Short exercise
Pick out and copy each line in the records below that contains the word "door". Case counts.

Records for this task
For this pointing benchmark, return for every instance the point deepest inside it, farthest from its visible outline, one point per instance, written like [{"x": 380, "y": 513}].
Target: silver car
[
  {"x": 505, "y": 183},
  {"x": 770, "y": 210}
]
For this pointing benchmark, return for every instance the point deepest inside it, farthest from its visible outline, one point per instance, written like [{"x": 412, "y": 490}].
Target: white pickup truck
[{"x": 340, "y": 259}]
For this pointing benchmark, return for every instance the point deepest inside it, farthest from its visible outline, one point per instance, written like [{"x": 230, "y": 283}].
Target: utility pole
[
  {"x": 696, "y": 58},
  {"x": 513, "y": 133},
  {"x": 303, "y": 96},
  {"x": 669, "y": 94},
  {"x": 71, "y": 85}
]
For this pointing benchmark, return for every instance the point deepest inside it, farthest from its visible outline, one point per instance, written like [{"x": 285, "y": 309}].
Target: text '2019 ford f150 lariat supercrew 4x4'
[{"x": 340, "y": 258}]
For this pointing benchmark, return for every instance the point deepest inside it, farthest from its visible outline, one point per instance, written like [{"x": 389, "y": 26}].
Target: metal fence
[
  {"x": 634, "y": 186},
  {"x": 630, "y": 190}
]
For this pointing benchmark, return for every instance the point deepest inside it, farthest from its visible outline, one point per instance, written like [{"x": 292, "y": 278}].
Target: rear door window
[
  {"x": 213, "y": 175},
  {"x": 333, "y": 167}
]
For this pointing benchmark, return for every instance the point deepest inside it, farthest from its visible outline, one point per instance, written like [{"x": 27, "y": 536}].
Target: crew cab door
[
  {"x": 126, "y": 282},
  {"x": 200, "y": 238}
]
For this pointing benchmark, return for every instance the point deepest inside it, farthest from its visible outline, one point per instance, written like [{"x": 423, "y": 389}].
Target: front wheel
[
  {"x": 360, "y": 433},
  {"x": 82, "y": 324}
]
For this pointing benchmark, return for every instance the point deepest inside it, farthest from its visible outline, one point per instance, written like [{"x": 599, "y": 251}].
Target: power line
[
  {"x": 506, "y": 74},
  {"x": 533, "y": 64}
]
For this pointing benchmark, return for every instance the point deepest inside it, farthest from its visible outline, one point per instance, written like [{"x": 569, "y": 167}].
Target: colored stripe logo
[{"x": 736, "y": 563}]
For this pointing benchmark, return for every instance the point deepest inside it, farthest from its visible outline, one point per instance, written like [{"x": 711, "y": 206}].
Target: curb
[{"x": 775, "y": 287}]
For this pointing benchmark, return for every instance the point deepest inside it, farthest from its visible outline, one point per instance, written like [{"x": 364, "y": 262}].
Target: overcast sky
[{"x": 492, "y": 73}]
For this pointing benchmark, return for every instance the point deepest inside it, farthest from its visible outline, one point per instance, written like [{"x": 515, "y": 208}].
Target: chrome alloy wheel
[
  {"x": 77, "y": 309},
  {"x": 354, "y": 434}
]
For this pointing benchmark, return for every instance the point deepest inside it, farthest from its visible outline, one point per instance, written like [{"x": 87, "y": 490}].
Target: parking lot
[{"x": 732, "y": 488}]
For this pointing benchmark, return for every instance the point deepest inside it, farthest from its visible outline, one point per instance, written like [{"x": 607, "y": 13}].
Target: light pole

Solution to the exercise
Target: rear door window
Target: crew cab door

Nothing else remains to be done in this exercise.